From the SHiP newcomer guide below, copy word for word the stretch from "A few articles" through "first-day onboarding pages.".

### Text provided

<<<<

This is a compact starting page for a student joining SHiP work at CERN. It is not a replacement for official CERN or SHiP documentation. Use it as a practical order of operations, then follow the linked source pages for the current rules, forms, and service details.

Note

Your exact access depends on your institute, CERN registration category, supervisor, SHiP role, and safety requirements. When this page and an official CERN or SHiP page differ, follow the official page.

1. Understand where your work fits

Start by reading the public SHiP website and the SHiP software documentation. You do not need to understand every detector or software component on day one. For software work, also check the ShipSoft GitHub organization. Public documentation and public repositories are good entry points, while internal material may require CERN or collaboration access.

A few articles to introduce you to SHiP. - The SHiP experiment at the proposed CERN SPS Beam Dump Facility

2. Sort out CERN registration

Before arrival, confirm your status with your supervisor, team leader, or institute contact. Registration controls many later steps: account creation, site access, insurance questions, safety training, computing eligibility, and protected resources.

Use the CERN Users Office as the official starting point. In particular, check the pre-arrival formalities and first-day onboarding pages.

Ask your supervisor:

  • Which documents your institute must provide.
  • Whether you need a CERN access card.
  • Whether you need safety courses, dosimetry, lab access, underground access, or radiation-area access.
  • Who approves SHiP mailing-list, group, repository, and meeting access.

3. Activate the basic services

Once your CERN account is available, verify the services you will use regularly:

Service What to check
CERN Single Sign-On You can sign in to CERN web services.
Users Portal Your profile, affiliation, and service information look correct.

>>>>

### Entries supplied
<<<<

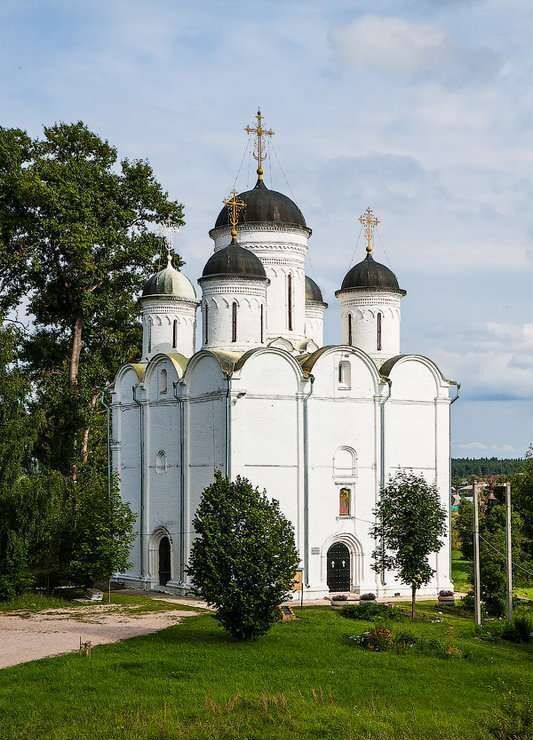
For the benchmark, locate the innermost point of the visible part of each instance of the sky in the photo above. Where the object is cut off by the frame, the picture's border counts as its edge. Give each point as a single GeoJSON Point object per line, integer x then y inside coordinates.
{"type": "Point", "coordinates": [422, 110]}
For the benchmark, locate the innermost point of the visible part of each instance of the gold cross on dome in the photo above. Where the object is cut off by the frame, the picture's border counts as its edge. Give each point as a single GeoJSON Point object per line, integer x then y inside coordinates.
{"type": "Point", "coordinates": [234, 206]}
{"type": "Point", "coordinates": [259, 150]}
{"type": "Point", "coordinates": [369, 222]}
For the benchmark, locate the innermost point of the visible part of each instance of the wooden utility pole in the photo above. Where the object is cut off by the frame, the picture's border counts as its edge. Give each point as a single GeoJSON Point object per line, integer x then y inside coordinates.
{"type": "Point", "coordinates": [477, 575]}
{"type": "Point", "coordinates": [509, 544]}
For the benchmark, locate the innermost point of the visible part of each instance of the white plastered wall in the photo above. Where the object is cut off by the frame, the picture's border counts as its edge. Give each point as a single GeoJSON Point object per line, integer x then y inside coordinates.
{"type": "Point", "coordinates": [417, 418]}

>>>>

### Response below
A few articles to introduce you to SHiP. - The SHiP experiment at the proposed CERN SPS Beam Dump Facility

2. Sort out CERN registration

Before arrival, confirm your status with your supervisor, team leader, or institute contact. Registration controls many later steps: account creation, site access, insurance questions, safety training, computing eligibility, and protected resources.

Use the CERN Users Office as the official starting point. In particular, check the pre-arrival formalities and first-day onboarding pages.